### PROBLEM TO WORK ON
Repeat the records below word for word and omit each image.

--

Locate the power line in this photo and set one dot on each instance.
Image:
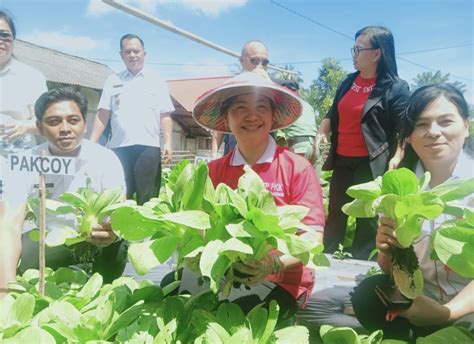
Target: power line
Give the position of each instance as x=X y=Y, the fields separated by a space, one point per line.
x=283 y=63
x=349 y=37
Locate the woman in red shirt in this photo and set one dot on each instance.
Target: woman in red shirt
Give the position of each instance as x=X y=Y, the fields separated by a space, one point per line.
x=362 y=121
x=250 y=106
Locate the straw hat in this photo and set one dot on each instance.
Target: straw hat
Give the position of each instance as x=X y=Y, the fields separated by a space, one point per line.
x=207 y=109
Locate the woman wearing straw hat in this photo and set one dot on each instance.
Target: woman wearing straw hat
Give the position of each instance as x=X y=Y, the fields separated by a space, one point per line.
x=250 y=107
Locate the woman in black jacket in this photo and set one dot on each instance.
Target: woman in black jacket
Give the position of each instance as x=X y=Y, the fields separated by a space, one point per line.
x=363 y=120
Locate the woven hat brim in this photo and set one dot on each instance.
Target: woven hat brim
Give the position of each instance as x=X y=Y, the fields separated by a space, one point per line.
x=207 y=110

--

### ANSWER SECTION
Locate the power line in this photo and set one dot on each instance.
Image:
Target: power line
Give the position of each instance as x=X y=Y, the fields separated by a space, one point per line.
x=283 y=63
x=349 y=37
Locate the woman in red shirt in this photo and set one dot on each instance.
Target: woman in red shirt
Give the position of each instance as x=X y=Y, the fields separated by a space, one point per line.
x=362 y=121
x=250 y=106
Locate the straw hat in this photo and set one dot on each instance.
Target: straw hat
Give the position of each instance as x=X y=Y, the fields separated by a space, one point per line.
x=207 y=109
Locate the woman wearing straw hat in this photo and set one dot on each instance.
Target: woman wearing straw hat
Give the position of each instance as x=X y=Y, the fields separated by a space, one point per line.
x=250 y=107
Locate the woman in black jacket in this photo and set one dot on each instance.
Target: woman in black jacket
Give the position of each instance as x=X y=Y, the fields separated by a space, one point per line.
x=363 y=120
Locate the woven hat brim in this photo and set one dot on each instance.
Target: woven hat brim
Give the position of each instance as x=X y=Y, the fields separated by a space, one point per line.
x=207 y=110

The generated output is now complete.